(Beginning of Given data)
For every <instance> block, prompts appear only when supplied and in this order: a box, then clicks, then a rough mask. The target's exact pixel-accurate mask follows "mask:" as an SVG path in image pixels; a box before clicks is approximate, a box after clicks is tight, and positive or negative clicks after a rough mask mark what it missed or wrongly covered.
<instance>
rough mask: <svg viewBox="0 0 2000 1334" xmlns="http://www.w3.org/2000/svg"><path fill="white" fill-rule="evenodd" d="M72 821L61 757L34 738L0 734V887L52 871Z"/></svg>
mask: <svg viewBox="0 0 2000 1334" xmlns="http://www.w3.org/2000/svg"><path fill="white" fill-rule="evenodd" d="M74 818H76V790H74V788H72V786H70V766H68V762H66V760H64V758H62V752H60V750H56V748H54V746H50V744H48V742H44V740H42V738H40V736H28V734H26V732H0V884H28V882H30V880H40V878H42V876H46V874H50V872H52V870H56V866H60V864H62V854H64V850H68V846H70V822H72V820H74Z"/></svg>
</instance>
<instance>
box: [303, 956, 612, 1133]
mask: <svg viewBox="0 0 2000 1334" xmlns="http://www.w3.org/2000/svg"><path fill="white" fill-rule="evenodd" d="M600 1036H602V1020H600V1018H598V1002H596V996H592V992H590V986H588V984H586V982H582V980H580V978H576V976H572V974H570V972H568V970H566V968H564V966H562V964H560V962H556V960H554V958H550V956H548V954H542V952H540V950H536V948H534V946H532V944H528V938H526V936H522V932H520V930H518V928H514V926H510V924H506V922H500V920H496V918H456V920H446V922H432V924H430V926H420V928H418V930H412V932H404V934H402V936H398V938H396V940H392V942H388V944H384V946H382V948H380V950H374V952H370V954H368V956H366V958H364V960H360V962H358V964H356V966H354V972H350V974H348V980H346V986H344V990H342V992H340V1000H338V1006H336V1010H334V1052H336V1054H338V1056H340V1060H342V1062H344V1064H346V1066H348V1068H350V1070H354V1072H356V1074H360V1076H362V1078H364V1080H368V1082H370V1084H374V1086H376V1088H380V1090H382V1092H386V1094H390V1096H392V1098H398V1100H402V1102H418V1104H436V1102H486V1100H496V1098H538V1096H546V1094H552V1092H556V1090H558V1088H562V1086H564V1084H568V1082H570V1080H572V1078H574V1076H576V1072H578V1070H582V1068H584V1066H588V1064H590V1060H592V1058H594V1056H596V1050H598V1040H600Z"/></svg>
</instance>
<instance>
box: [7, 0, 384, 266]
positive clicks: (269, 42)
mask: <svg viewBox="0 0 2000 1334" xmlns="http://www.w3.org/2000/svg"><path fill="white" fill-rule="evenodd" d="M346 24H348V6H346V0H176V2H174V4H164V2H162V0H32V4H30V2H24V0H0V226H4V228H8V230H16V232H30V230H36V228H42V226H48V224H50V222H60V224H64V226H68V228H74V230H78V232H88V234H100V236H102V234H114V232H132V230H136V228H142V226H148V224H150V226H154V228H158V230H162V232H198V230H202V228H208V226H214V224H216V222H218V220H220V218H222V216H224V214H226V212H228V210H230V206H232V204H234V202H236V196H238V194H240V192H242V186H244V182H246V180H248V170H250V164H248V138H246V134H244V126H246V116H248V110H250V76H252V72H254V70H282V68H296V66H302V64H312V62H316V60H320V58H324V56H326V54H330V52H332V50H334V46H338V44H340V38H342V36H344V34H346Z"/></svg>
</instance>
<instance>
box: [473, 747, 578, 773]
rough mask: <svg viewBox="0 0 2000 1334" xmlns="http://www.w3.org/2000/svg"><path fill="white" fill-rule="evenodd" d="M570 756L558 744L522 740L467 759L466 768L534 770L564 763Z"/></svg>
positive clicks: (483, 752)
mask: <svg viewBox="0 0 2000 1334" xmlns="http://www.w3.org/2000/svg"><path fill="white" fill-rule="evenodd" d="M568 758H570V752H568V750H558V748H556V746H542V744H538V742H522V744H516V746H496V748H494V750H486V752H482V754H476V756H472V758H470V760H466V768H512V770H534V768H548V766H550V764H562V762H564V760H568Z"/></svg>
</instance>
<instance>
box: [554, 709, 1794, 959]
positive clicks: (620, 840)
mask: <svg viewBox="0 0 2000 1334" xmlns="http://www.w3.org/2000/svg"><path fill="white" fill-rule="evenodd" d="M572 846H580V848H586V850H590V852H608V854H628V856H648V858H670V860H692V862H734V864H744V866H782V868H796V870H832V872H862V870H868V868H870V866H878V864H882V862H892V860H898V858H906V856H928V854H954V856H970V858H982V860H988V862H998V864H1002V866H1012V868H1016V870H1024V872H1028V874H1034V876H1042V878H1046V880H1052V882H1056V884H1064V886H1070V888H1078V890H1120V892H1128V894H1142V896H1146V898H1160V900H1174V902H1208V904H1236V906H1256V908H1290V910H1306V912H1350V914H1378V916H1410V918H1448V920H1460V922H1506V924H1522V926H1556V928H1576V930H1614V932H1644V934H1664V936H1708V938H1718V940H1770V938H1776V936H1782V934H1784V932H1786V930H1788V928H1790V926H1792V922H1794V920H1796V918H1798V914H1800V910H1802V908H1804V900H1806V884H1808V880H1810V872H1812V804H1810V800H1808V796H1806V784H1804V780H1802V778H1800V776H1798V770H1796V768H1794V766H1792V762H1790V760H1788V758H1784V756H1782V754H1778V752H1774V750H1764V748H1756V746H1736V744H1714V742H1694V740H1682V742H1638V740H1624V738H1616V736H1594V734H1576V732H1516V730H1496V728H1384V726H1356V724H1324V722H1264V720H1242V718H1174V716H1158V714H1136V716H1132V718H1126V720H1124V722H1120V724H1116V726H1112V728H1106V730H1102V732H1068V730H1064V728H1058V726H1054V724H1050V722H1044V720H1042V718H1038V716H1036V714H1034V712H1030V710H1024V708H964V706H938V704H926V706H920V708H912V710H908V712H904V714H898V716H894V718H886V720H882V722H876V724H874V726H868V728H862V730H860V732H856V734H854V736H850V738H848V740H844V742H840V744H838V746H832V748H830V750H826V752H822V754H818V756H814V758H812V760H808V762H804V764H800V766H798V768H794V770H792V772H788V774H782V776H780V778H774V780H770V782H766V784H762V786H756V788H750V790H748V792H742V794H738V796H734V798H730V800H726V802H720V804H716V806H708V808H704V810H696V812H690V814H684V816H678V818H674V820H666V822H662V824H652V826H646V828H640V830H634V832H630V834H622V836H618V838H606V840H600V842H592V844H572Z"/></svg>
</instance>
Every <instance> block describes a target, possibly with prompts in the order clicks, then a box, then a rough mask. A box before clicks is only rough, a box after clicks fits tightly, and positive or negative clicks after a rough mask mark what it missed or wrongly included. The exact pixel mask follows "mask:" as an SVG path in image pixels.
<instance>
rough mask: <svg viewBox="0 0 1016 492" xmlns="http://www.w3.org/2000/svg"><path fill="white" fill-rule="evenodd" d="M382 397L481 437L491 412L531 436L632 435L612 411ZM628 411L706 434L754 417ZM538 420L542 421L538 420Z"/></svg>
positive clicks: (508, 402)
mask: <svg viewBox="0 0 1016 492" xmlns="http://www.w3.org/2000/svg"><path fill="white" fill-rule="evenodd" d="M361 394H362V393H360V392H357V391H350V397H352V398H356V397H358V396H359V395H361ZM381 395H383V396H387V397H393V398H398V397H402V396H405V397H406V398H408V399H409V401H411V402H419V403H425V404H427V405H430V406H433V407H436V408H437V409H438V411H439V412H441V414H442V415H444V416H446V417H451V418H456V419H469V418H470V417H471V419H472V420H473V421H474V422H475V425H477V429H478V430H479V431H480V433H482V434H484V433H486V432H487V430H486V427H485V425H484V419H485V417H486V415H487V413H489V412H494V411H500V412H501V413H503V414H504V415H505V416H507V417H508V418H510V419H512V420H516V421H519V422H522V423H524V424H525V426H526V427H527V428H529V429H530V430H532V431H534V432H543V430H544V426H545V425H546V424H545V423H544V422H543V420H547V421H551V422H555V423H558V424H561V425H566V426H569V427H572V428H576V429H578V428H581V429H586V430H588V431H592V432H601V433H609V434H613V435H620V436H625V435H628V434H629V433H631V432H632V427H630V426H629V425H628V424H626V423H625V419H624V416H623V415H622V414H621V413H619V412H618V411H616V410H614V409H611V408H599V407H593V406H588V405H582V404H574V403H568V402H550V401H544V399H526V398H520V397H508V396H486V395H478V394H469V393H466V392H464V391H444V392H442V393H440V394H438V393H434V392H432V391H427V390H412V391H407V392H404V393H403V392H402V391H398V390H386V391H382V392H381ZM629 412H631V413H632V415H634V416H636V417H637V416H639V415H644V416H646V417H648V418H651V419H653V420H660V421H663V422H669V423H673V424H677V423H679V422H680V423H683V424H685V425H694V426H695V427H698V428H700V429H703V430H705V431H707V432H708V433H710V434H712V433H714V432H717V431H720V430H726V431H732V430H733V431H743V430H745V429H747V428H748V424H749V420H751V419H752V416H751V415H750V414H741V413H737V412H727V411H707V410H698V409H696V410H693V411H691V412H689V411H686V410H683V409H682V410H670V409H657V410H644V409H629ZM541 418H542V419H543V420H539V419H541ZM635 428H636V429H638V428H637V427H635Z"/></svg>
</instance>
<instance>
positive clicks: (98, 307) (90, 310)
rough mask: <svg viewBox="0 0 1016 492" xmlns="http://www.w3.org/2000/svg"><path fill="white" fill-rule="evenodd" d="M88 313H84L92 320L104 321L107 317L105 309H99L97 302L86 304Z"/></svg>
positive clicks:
(End of Given data)
Lay out the data, starting at its first line and ending at the line that contains "821L61 757L34 738L0", both included, as a JSON list of strings with one string per line and blank lines omitted.

[
  "For every <instance> block, prompts appear only when supplied and in this order: a box, then clicks, then a rough mask. The target's exact pixel-accurate mask follows \"mask:\" as an SVG path in image pixels; a box before clicks is approximate, a box after clicks is tight, and positive or negative clicks after a rough mask mark what it missed or wrongly covered.",
  "<instance>",
  "rough mask: <svg viewBox=\"0 0 2000 1334\" xmlns=\"http://www.w3.org/2000/svg\"><path fill=\"white\" fill-rule=\"evenodd\" d=\"M72 821L61 757L34 738L0 734V887L52 871Z\"/></svg>"
]